[What is needed]:
Pick out and copy every line of the entries below that contains the word "pixel". Matching is case-sensitive.

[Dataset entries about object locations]
***
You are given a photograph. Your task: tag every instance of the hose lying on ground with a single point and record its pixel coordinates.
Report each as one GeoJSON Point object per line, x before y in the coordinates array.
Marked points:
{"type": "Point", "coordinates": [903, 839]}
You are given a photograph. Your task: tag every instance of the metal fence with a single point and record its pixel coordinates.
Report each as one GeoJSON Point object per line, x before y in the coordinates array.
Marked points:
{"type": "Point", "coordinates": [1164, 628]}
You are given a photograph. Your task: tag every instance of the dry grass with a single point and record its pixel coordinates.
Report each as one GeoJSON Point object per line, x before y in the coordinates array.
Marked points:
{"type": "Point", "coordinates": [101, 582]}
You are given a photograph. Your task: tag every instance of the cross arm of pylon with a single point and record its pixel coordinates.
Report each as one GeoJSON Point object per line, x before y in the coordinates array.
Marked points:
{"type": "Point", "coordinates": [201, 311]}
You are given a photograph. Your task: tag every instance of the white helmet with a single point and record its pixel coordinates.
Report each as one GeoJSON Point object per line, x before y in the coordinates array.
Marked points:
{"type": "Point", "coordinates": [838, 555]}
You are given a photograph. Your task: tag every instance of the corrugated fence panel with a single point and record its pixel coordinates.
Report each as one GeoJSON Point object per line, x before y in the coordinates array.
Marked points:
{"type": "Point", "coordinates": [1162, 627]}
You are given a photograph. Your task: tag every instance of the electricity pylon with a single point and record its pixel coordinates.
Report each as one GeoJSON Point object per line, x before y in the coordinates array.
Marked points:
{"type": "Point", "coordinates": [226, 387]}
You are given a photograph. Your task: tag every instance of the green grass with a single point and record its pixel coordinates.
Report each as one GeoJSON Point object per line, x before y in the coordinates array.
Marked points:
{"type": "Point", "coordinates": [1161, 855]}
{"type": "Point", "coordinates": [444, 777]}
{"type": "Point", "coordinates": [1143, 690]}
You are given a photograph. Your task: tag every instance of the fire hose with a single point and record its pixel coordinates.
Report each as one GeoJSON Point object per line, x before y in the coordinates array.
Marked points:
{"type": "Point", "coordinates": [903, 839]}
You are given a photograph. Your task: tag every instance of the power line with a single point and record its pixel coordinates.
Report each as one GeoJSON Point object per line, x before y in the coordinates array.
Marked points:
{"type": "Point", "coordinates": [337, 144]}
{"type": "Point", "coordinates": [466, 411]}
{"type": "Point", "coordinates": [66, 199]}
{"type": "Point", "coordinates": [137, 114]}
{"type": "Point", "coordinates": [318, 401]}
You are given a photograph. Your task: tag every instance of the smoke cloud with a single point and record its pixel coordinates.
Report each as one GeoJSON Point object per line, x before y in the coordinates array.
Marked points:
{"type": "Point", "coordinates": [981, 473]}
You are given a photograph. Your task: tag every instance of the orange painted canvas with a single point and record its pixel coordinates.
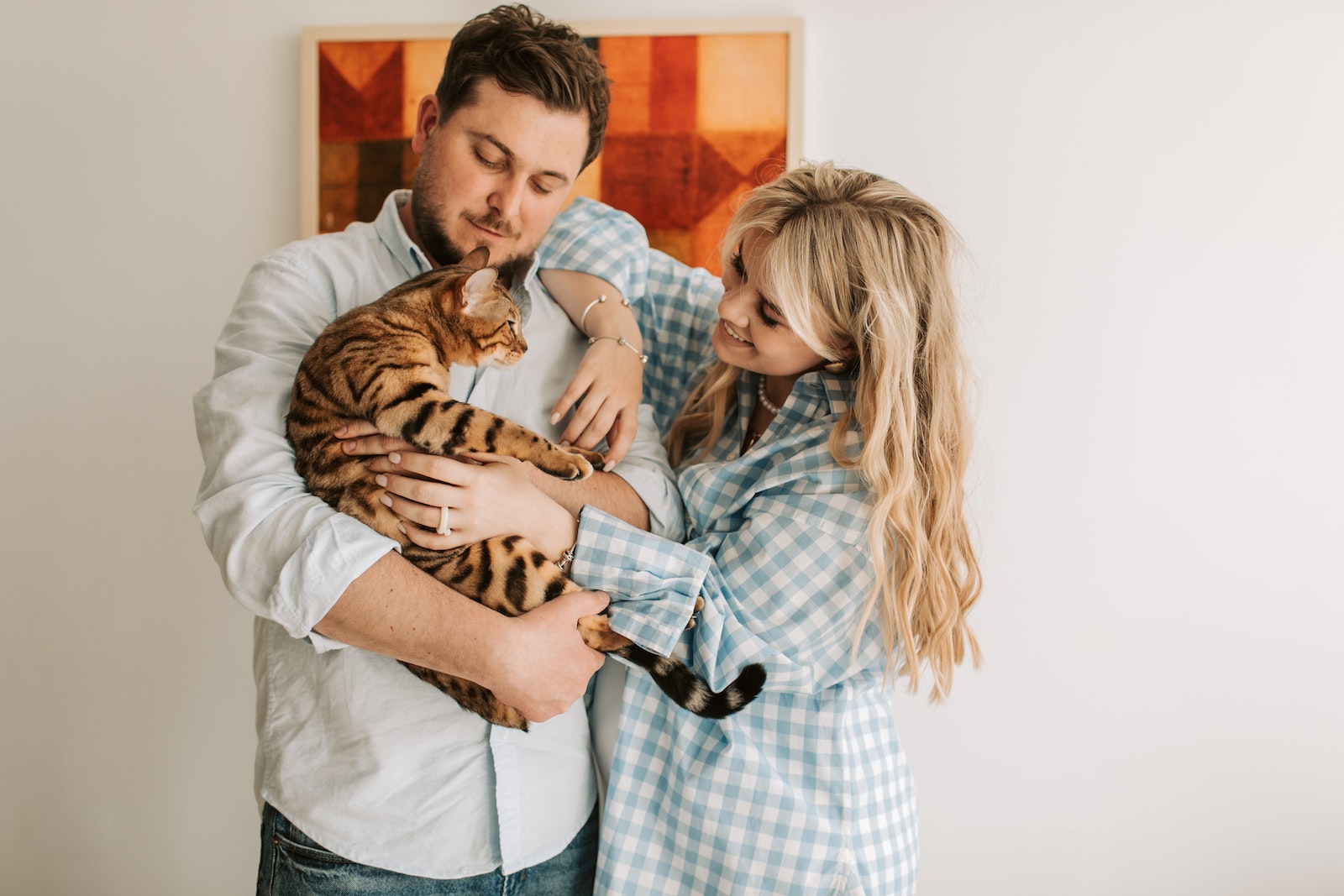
***
[Response below]:
You are given a photograph. Your task: tag every instance of the hose lying on ground with a single point and record its pixel coordinates.
You are given a photograph. Your task: tag every instance of the metal fence with a single point and record its pixel coordinates.
You are given a photograph. Your task: tag every instance of the dry grass with a single point and record its pixel coordinates.
You are given a photograph. Your task: tag every instance of the cross arm of pylon with a single point and record its pixel coordinates.
You are given a photograph. Your task: tag every instance of the white helmet with a single point and record its pixel coordinates.
You are given a photograph. Your task: tag every instance of the corrugated fence panel with a single point and record its pixel coordinates.
You are given a photograph. Your task: tag every instance of the electricity pylon with a single point and record its pixel coordinates.
You are given a photograph. Your task: tag every instance of the green grass with a single point and record its pixel coordinates.
You are given a photograph. Your task: tag every instance of the fire hose with a single point and record its pixel coordinates.
You are given a photograph. Your task: tag every instance of the power line with a single point and record its pixel coordinates.
You are given a photograph. Your task: tag every instance of the smoke cloud with a single point and record its pixel coordinates.
You are given a photograph. Your task: tag every instance of the orange painted canvas with a single point and record its pixel coordinates.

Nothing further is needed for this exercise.